Extracted entries:

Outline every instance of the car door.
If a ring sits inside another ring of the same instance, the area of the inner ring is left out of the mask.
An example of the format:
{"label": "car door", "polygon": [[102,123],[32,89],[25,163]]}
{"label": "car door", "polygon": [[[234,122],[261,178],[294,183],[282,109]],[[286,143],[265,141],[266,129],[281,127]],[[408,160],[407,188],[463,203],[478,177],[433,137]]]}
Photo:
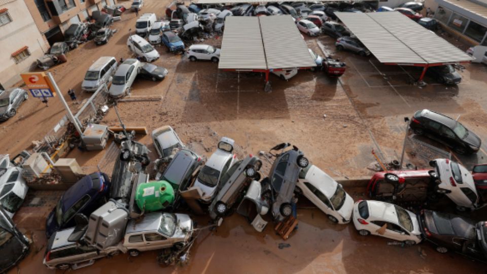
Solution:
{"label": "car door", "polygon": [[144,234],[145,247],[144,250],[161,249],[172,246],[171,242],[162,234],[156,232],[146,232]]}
...
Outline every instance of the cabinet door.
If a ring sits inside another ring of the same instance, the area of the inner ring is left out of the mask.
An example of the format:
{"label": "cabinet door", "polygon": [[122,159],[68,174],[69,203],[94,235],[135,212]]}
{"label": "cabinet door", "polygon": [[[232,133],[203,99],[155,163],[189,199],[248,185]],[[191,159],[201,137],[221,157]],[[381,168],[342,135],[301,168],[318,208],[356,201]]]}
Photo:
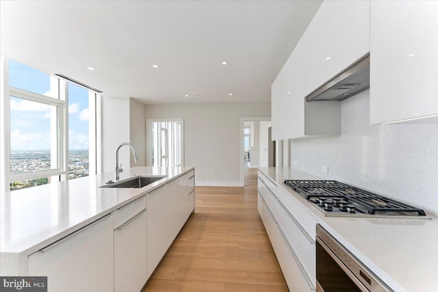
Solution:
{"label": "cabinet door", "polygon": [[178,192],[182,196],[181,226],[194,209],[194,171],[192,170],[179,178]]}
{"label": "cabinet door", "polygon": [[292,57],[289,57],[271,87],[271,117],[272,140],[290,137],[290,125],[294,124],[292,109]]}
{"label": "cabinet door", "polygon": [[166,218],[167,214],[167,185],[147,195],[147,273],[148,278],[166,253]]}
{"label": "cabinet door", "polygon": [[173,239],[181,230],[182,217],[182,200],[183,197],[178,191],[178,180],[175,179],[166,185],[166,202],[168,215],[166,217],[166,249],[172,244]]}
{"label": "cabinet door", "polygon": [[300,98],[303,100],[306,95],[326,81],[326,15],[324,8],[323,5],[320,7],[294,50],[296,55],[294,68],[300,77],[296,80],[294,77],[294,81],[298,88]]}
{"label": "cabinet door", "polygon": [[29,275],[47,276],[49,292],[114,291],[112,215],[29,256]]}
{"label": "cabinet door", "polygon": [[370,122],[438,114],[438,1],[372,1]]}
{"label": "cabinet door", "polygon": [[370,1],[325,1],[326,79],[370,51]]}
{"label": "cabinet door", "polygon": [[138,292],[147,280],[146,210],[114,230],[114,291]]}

Work to be completed:
Quote each line of the material above that contains the word "instance", matching case exactly.

Full response:
Outline every instance of the car door.
If a ring sits inside another ring of the same instance, the area of the inner ring is left out of the mask.
Outline every instance of the cabinet door.
If a ring sits inside another ring of the same instance, the area of the inner ring is left out of the mask.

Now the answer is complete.